■ Description of the task:
Edit the items below, changing every "bounding box" to "rectangle" and leaving all other text as it is. Omit the pictures from your answer.

** start of Provided material **

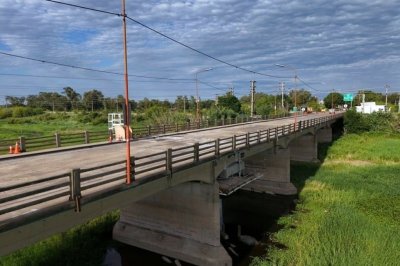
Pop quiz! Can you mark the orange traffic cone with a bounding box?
[14,141,21,154]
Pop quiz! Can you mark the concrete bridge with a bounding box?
[0,113,342,265]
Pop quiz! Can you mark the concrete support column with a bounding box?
[113,182,232,265]
[289,134,319,163]
[243,147,297,195]
[317,127,333,143]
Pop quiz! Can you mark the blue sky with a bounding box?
[0,0,400,104]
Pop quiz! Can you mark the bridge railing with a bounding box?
[0,114,294,154]
[0,114,340,231]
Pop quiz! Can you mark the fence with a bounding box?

** end of Provided material **

■ Reply:
Pop quiz! Can you mark the orange traffic cone with a rectangle?
[14,141,21,154]
Pop quiz! Can you mark the concrete bridge with a rectangle?
[0,113,342,265]
Pop quiz! Can you mark the concrete support column with a rectangle?
[113,182,232,265]
[289,134,319,163]
[243,147,297,195]
[317,127,333,143]
Pop quiz! Can you mark the blue sky with a rectangle?
[0,0,400,104]
Pop quiz! Can you mark the bridge railing with a rectangle?
[0,114,294,154]
[0,114,340,231]
Pop quiz! Can you mark the fence with a rectangle?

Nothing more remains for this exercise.